[Images for object localization]
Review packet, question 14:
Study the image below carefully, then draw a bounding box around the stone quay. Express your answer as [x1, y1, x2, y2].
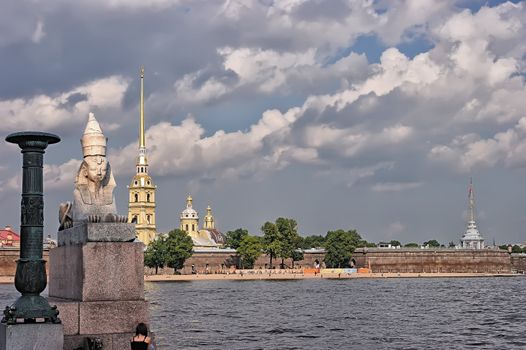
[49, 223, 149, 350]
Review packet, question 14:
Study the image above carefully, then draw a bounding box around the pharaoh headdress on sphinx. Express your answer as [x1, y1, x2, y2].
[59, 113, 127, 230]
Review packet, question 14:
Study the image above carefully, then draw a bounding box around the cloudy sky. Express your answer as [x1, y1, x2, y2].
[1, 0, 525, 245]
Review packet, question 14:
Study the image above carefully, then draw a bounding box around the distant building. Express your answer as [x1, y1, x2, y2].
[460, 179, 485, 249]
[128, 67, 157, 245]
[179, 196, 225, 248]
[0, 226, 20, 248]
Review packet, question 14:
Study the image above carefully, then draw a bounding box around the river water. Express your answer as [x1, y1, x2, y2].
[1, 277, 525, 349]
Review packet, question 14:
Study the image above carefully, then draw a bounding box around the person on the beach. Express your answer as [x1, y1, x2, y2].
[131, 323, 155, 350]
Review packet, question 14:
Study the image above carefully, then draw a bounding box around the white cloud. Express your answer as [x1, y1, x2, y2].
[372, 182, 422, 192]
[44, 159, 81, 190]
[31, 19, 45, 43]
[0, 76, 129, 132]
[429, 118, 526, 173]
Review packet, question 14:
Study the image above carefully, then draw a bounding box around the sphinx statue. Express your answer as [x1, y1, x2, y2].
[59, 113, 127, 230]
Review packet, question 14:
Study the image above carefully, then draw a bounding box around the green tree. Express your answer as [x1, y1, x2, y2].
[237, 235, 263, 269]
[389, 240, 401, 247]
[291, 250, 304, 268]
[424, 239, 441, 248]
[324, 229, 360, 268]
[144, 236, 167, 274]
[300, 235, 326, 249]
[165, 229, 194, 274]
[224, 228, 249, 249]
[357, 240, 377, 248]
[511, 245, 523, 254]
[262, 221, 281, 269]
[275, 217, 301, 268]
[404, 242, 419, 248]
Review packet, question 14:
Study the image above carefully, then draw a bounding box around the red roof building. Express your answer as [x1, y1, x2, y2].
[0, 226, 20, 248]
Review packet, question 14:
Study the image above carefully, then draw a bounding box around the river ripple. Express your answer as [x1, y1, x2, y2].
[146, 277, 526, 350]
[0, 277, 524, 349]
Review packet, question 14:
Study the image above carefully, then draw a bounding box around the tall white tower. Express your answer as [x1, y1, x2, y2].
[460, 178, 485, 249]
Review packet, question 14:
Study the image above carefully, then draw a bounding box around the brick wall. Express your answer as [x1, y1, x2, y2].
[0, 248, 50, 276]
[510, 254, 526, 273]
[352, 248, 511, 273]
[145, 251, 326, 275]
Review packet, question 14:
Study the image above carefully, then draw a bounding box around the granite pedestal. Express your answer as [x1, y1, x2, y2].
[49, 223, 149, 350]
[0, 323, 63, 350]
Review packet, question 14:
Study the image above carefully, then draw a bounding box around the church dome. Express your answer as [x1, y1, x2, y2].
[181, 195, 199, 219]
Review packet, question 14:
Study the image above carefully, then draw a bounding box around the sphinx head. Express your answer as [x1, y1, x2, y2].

#### WORK ORDER
Write the records out again in full, exactly, and skip every picture.

#### ANSWER BOX
Review packet, question 14:
Study the image below carefully, then draw a bounding box around the stone quay. Express your answer as [x1, y1, x2, y2].
[49, 223, 149, 350]
Review packet, question 14:
Study the image above carefully, then draw a bounding box around the pharaoh headdress on sphinx. Express your answer as [x1, y1, x2, y2].
[59, 113, 127, 230]
Review packet, question 14:
Study the image above carefully, then draw a bounding box around the cloudy sky. Express your answer as [x1, y1, x2, y2].
[1, 0, 525, 245]
Review packet, question 14:
Study the image above carefully, then draw a bounding box around the distant building. Express your answer as [x1, y1, x2, y2].
[460, 179, 485, 249]
[128, 67, 157, 245]
[179, 196, 225, 248]
[0, 226, 20, 248]
Review packet, question 14:
Study the image above carefully, then draw a bounding box around the river water. Express your answer as [x1, y1, x2, y2].
[1, 277, 525, 349]
Review packet, question 14:
Study the image above carefully, then draw a bounding box around the person on the beach. Express your answer as [x1, y1, x2, y2].
[131, 323, 155, 350]
Review packet, question 14:
Study the image above carefully, then draw a bounding box around the white cloud. Express your answer as [x1, y1, x2, y2].
[372, 182, 422, 192]
[44, 159, 81, 190]
[31, 19, 45, 43]
[0, 76, 129, 132]
[429, 118, 526, 173]
Review packet, question 14:
Study the image above carefully, then draw a bounding box around the sphinx statue. Express your answer as [x1, y1, x2, y2].
[59, 113, 127, 230]
Review packet, question 14:
Study the image above carefully, then draw a bounding box around the green tree. Express your answer as [x1, y1, x2, y2].
[237, 235, 263, 269]
[389, 240, 401, 247]
[291, 250, 304, 268]
[424, 239, 441, 248]
[324, 229, 360, 268]
[144, 236, 167, 274]
[300, 235, 326, 249]
[165, 229, 194, 274]
[224, 228, 249, 249]
[357, 240, 377, 248]
[511, 245, 523, 254]
[262, 221, 281, 269]
[275, 217, 301, 268]
[404, 242, 419, 248]
Review packet, question 14:
Study the image above carefully, then draw a bounding box around the red roof building. Express your answer as [x1, y1, x2, y2].
[0, 226, 20, 248]
Review packet, question 14:
Study the image above carefully, then draw a bounding box around the river ripple. Express your answer as [x1, y1, x2, y2].
[146, 277, 526, 350]
[0, 277, 524, 349]
Review packet, question 14:
Study the image above carefully, then draw a bounding box around the tall white tower. Express your answer as [x1, y1, x2, y2].
[460, 178, 485, 249]
Review packet, question 14:
Study the image above carefully, then draw a bounding box around the brick wall. Express your answer as [x1, y1, x2, y2].
[0, 248, 50, 276]
[510, 254, 526, 273]
[352, 248, 511, 273]
[145, 251, 326, 275]
Review packet, question 14:
Study the image above carefully, then draw a bounding box around the granite pedestal. Express your answer as [x1, y1, x2, y2].
[49, 223, 149, 350]
[0, 323, 63, 350]
Review packet, question 14:
Study the image above carefully, then draw a bounding box around the church dome. Express your answer as [x1, y1, x2, y2].
[181, 195, 199, 219]
Review packet, question 14:
Study the image above carefully, then draw a bounding box around the sphinx head. Express your answer as [x1, y1, x2, y2].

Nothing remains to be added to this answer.